Passage shown.
☆ ☆ ☆ ☆ ☆ ☆ ☆

SPI interrupts versus polling

17.06.2012 9:12

SPI peripheral on the ATmega328 microcontroller only has a single byte buffer. Since this microcontroller family doesn't have a DMA controller this means that when it wants to transfer multiple bytes the CPU must re-fill the buffer each time 8 bits have been transferred over the line. There are two straightforward mechanisms to do that: the software can poll a flag in the SPI status register and wait in a busy loop until the hardware peripheral has emptied the buffer, or it can install an interrupt routine for the serial transfer complete interrupt request which fills the buffer when necessary, without the need for polling.

Arduino ships with a SPI library that uses the former approach: it transfers one byte at a time and uses a busy loop to wait for transfer to finish. While playing with the OLED shield I was wondering if an interrupt request would be more efficient. The usual SPI use case with such a display is that the CPU calculates some pixel values and stores them in a buffer. This buffer is then pushed through the SPI to the display controller and the CPU goes to calculate another buffer worth of pixels. I thought it might be possible to get a higher frame rate if the CPU could do some calculations while the transfer was in progress and only get interrupted when it needs to fill the transmit buffer.

Hence I came up with two implementations of the seps525_dataBurst() function:

/* polling method */
void seps525_dataBurst(const uint16_t* values, int len)
{
  uint8_t *p = (uint8_t*) values;
  for(; len > 0; --len) {
    /* start the transfer */
    SPDR = *(p+1);
    /* wait for the transfer to finish */
    while (!(SPSR & _BV(SPIF)));
    SPDR = *p;
    p += 2;
    while (!(SPSR & _BV(SPIF)));
  }
}

and

/* interrupt request method */
static uint8_t* volatile burstData;
static volatile int burstLen = -1;

ISR(SPI_STC_vect) {
  burstLen--;
  if(burstLen < 0) {
    /* finished, turn off the interrupt request */
    SPCR &= ~_BV(SPIE);
  } else {
    /* start the transfer of the next byte */
    SPDR = *burstData;
    burstData++;
  }
} 

void seps525_dataBurst(uint8_t* values, int len)
{
  /* wait if the software buffer is not empty */
  while(burstLen >= 0);
  burstLen = len;
  burstData = values;

  /* enable interrupt */
  SPCR |= _BV(SPIE);

  /* start the transfer of the first byte */
  SPI_STC_vect();
}

(interrupt request routine here is somewhat simpler and doesn't correct for the CPU byte order)

☆ ☆ ☆ ☆ ☆ ☆ ☆

Raw records.
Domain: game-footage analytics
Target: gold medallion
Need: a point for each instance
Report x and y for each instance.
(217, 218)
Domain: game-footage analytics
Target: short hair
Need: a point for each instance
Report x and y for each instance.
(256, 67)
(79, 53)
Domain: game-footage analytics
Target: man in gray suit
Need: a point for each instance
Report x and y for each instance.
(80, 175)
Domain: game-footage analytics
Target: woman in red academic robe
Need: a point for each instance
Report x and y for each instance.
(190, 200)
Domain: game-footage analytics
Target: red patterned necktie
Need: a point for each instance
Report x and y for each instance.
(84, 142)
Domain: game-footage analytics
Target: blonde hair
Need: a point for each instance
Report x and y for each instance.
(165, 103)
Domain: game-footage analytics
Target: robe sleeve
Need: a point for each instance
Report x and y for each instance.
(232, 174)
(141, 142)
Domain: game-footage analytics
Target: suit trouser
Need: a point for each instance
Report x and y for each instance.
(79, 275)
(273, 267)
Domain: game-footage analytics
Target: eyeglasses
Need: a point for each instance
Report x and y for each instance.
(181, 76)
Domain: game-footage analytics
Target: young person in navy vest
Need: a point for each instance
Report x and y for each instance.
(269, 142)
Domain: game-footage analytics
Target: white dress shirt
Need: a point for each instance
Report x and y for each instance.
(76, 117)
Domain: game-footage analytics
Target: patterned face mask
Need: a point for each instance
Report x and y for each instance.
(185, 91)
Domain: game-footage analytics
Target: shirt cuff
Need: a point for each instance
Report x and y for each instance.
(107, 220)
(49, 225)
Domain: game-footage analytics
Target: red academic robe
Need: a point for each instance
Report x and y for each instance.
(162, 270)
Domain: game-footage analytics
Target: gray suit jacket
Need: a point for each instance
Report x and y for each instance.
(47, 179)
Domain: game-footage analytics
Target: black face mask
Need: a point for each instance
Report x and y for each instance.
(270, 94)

☆ ☆ ☆ ☆ ☆ ☆ ☆

Written tasks.
(1) Decide whether each statement agrees with the passage on SPI interrupts. Answer yes or no for each, and quote the words of the passage that decide it.
(a) The SPI peripheral on the ATmega328 holds only one byte at a time.
(b) The SPI library that ships with Arduino fills the buffer from an interrupt routine.
(c) The interrupt request routine corrects for the CPU byte order.
(2) Switch "frame rate" to "refresh rate" in the passage on SPI interrupts, and write out its text from "Arduino ships with" to "uint16_t* values, int len)".

Full solutions.
(1)
(a) Yes: "SPI peripheral on the ATmega328 microcontroller only has a single byte buffer."
(b) No: "Arduino ships with a SPI library that uses the former approach: it transfers one byte at a time and uses a busy loop to wait for transfer to finish."
(c) No: "(interrupt request routine here is somewhat simpler and doesn't correct for the CPU byte order)"

(2)
Arduino ships with a SPI library that uses the former approach: it transfers one byte at a time and uses a busy loop to wait for transfer to finish. While playing with the OLED shield I was wondering if an interrupt request would be more efficient. The usual SPI use case with such a display is that the CPU calculates some pixel values and stores them in a buffer. This buffer is then pushed through the SPI to the display controller and the CPU goes to calculate another buffer worth of pixels. I thought it might be possible to get a higher refresh rate if the CPU could do some calculations while the transfer was in progress and only get interrupted when it needs to fill the transmit buffer.

Hence I came up with two implementations of the seps525_dataBurst() function:

/* polling method */
void seps525_dataBurst(const uint16_t* values, int len)